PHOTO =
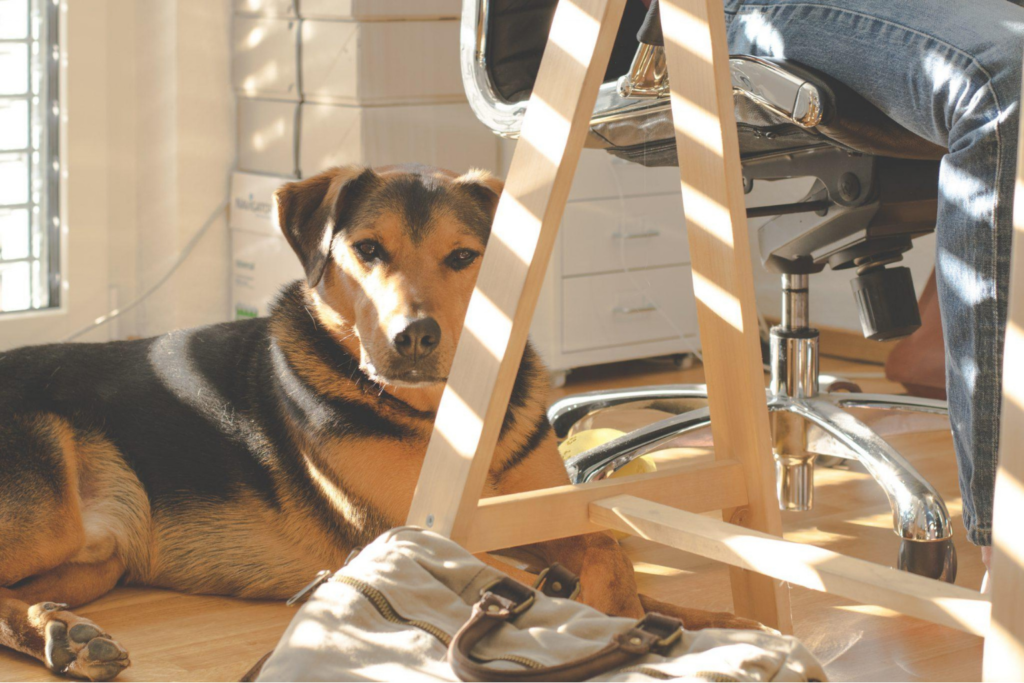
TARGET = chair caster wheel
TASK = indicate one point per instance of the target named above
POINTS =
(935, 559)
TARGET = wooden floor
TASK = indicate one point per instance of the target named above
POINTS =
(179, 637)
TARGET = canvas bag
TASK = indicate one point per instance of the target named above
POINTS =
(393, 610)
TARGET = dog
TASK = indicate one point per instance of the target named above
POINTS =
(240, 459)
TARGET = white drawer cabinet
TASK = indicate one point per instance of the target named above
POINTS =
(377, 10)
(605, 236)
(625, 308)
(265, 7)
(341, 61)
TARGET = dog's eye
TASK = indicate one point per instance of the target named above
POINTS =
(370, 251)
(461, 258)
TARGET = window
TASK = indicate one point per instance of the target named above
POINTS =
(30, 170)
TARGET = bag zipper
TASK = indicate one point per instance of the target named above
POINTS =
(714, 677)
(384, 607)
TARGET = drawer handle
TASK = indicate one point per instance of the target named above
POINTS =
(630, 310)
(636, 236)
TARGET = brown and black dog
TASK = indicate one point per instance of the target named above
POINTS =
(240, 459)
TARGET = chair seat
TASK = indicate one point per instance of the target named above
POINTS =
(517, 35)
(846, 118)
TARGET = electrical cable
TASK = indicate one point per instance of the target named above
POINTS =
(182, 255)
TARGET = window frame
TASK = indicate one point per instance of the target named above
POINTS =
(46, 63)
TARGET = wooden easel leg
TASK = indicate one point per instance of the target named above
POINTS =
(723, 279)
(529, 211)
(1005, 643)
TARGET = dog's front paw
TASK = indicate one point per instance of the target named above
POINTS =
(76, 646)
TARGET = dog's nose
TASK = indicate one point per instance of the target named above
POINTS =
(419, 338)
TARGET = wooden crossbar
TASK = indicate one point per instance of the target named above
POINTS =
(797, 562)
(506, 521)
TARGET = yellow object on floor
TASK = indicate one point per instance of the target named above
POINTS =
(591, 438)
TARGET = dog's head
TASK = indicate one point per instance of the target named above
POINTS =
(392, 254)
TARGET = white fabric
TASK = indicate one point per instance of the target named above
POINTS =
(339, 635)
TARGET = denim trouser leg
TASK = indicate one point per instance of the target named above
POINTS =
(949, 71)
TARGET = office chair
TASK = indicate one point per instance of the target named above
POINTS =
(875, 190)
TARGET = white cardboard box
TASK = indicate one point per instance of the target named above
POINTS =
(261, 264)
(341, 61)
(444, 135)
(252, 202)
(266, 136)
(264, 61)
(265, 7)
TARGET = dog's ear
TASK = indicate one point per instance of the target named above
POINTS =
(485, 188)
(310, 212)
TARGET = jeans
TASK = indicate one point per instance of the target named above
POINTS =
(950, 72)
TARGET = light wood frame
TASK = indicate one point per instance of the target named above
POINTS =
(740, 481)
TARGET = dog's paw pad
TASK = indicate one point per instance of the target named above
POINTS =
(83, 650)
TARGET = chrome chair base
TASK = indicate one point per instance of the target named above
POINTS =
(807, 421)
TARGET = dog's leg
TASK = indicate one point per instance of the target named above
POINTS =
(44, 629)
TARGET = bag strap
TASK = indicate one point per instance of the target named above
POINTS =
(506, 599)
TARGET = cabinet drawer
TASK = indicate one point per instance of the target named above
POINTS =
(605, 236)
(264, 62)
(627, 308)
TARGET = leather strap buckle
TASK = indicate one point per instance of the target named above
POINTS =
(666, 629)
(557, 582)
(505, 598)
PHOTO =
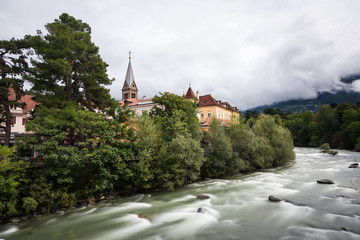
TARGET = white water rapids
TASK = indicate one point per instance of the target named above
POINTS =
(238, 208)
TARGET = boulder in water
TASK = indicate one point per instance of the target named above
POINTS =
(354, 165)
(325, 181)
(145, 216)
(274, 199)
(202, 196)
(201, 210)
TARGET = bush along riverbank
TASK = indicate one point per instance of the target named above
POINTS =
(86, 156)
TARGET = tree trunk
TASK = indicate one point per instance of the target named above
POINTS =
(7, 126)
(68, 88)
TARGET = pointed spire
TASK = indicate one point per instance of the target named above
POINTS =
(190, 93)
(129, 89)
(129, 78)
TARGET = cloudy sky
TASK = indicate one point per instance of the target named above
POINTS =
(246, 52)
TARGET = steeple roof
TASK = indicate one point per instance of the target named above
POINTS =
(190, 94)
(129, 78)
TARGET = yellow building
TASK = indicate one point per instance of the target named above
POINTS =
(210, 107)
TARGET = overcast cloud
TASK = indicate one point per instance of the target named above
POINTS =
(246, 52)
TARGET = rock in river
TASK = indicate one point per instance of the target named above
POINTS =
(274, 199)
(201, 210)
(325, 181)
(354, 165)
(202, 196)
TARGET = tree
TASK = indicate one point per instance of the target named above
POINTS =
(278, 137)
(220, 160)
(176, 115)
(83, 152)
(12, 67)
(10, 173)
(69, 67)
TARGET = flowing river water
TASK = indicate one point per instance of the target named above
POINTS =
(238, 208)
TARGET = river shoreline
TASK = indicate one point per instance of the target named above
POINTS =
(237, 206)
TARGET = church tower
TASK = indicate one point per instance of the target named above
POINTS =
(129, 89)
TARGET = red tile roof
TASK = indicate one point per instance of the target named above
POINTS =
(28, 103)
(133, 101)
(208, 100)
(208, 120)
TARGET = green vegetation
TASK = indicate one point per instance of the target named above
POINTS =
(89, 148)
(337, 125)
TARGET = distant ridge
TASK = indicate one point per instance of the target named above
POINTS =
(324, 98)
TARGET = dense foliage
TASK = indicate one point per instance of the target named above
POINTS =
(68, 66)
(87, 147)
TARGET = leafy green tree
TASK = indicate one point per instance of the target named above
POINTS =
(69, 67)
(220, 159)
(254, 151)
(350, 135)
(10, 174)
(149, 141)
(278, 137)
(13, 66)
(179, 162)
(175, 115)
(83, 152)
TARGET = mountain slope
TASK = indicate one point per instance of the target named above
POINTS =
(324, 98)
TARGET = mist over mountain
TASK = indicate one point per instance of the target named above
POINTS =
(350, 78)
(324, 98)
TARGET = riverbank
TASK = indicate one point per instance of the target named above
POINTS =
(237, 208)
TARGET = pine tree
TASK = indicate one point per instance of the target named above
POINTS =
(69, 67)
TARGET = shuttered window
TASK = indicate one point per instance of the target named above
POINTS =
(13, 120)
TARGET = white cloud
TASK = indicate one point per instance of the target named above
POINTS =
(245, 52)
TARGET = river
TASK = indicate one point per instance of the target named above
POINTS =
(238, 208)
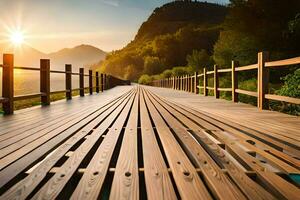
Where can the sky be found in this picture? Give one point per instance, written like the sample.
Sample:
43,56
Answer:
50,25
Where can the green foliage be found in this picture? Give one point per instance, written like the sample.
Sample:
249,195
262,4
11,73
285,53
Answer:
291,87
167,73
145,79
199,59
170,34
152,65
255,25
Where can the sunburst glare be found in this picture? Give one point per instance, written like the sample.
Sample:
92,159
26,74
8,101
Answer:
17,37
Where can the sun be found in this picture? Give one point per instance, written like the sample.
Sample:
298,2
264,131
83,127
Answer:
17,38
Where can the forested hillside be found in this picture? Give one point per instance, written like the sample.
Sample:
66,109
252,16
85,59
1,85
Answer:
171,33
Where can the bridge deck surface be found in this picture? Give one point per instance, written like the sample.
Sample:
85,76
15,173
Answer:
135,142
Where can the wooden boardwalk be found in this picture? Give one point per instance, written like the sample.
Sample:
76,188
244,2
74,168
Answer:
134,142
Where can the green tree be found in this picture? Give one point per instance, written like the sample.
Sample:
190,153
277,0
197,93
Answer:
145,79
199,59
152,65
257,25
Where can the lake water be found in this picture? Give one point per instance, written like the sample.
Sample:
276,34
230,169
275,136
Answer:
28,82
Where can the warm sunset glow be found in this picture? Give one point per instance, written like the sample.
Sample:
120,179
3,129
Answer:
17,38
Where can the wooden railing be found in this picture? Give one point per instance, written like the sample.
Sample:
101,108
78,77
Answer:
102,82
191,83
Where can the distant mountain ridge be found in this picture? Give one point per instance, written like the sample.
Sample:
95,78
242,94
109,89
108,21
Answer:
79,56
164,40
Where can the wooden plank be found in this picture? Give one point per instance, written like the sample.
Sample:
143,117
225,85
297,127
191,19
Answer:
276,184
126,178
23,188
249,93
158,182
282,98
91,183
216,180
282,63
247,134
8,83
245,68
27,96
55,185
249,188
19,165
186,178
224,70
224,89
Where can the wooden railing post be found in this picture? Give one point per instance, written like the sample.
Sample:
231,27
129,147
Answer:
101,82
8,83
91,81
234,81
97,82
186,83
216,82
192,84
263,80
45,81
68,81
189,83
204,82
81,82
196,89
104,82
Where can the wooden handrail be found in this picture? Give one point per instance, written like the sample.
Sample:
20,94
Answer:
281,63
225,89
245,68
224,70
282,98
8,67
246,92
262,66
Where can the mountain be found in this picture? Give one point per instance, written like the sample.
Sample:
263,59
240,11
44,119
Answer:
23,56
162,42
175,15
79,56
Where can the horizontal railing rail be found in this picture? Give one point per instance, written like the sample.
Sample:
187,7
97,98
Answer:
102,82
190,83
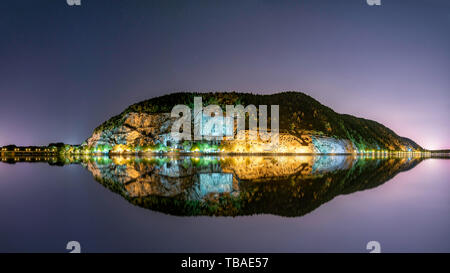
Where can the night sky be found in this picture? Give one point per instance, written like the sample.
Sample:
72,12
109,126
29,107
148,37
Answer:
64,70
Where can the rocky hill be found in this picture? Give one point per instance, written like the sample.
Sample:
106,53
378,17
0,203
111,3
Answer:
306,126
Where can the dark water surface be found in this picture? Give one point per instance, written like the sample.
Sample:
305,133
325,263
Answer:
225,204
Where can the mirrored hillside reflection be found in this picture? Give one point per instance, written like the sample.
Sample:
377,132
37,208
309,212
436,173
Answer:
234,185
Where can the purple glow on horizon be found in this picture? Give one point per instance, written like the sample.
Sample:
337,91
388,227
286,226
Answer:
64,70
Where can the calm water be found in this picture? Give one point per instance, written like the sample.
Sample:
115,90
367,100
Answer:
232,204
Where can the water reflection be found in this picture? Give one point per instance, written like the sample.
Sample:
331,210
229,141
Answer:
234,185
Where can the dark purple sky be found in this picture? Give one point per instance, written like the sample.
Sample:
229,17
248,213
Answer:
64,70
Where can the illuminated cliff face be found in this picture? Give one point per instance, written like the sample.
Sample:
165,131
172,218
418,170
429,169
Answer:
139,129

****************

> ACTIVITY:
Each line above that holds the string "riverbank" should be copied and shown.

> SOLVED PROBLEM:
TARGET = bush along riverbank
TARGET = riverbank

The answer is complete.